%%
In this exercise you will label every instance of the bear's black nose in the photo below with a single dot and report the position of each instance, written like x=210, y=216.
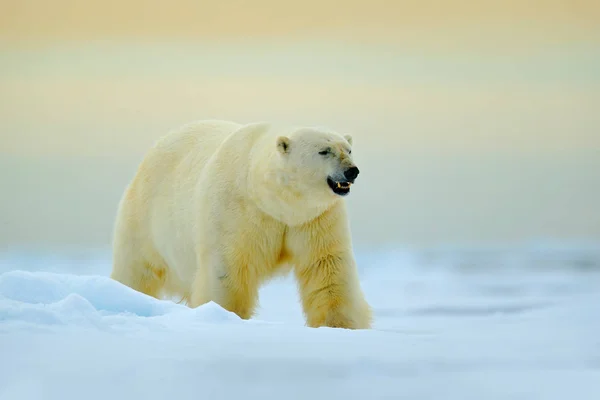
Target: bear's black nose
x=351, y=173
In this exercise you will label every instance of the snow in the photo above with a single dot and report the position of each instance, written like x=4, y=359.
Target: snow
x=517, y=323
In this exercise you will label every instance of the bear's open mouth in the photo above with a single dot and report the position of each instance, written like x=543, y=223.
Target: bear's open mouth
x=341, y=188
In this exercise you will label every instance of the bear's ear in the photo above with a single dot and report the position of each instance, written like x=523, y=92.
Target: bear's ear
x=283, y=144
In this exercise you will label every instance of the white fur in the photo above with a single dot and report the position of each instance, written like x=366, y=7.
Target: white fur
x=217, y=208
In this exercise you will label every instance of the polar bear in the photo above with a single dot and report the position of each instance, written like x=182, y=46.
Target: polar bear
x=217, y=208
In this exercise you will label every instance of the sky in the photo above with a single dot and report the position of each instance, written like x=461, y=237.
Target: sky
x=473, y=122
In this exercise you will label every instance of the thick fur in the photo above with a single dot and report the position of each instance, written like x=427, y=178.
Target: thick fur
x=218, y=208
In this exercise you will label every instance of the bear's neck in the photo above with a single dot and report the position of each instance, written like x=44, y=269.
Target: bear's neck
x=277, y=195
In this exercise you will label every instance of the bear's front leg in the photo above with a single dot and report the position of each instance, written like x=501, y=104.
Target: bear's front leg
x=326, y=273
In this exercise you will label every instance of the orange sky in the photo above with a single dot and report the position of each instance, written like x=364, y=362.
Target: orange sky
x=406, y=21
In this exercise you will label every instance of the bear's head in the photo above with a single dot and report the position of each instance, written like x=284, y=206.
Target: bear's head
x=318, y=161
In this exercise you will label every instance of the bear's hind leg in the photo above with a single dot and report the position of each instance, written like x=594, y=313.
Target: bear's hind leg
x=235, y=291
x=140, y=276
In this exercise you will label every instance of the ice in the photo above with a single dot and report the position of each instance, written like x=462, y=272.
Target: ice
x=450, y=324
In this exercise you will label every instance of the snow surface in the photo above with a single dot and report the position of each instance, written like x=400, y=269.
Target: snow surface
x=455, y=323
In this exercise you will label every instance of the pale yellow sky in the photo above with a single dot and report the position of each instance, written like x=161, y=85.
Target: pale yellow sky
x=473, y=121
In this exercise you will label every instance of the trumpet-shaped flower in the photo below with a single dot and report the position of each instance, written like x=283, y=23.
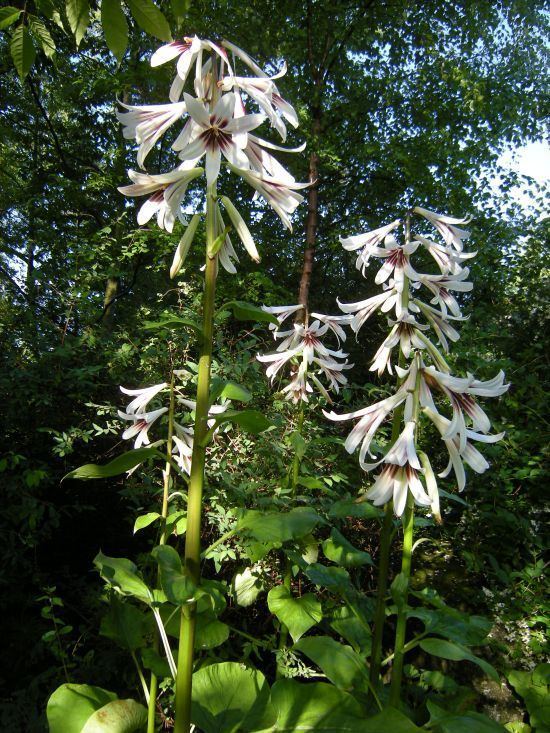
%%
- _Action item_: Can the lines from the one with "like x=284, y=206." to the end of the records above be quoted exactly, both ends included, with every picture omitted?

- _Solution below_:
In this exercise you will label every instance of the bear's head in the photo above with a single dot and report the position of each instance, written like x=284, y=206.
Target: bear's head
x=318, y=161
In this exercise you will label every instance of the bear's hind leg in the photo above with a single dot and report the position of each instance, written like x=594, y=313.
Target: bear's hind leg
x=235, y=291
x=140, y=276
In this exercise you will label every instance of the ice in the photo above with a single dot and report the position of each instance, written like x=462, y=272.
Target: ice
x=450, y=324
In this exercise you will label every instance of the snow surface in the photo above with a single dot and report the position of each instance, written like x=400, y=269.
Target: snow surface
x=455, y=323
In this exercise you will label every instance of the pale yellow sky in the photo above with a single dot and report the position of each instance, written like x=161, y=85.
Target: pale yellow sky
x=473, y=121
In this exercise you will label every instance of the trumpet-shaped flower in the photo below with a single dot and report the position of each instance, written like x=283, y=23.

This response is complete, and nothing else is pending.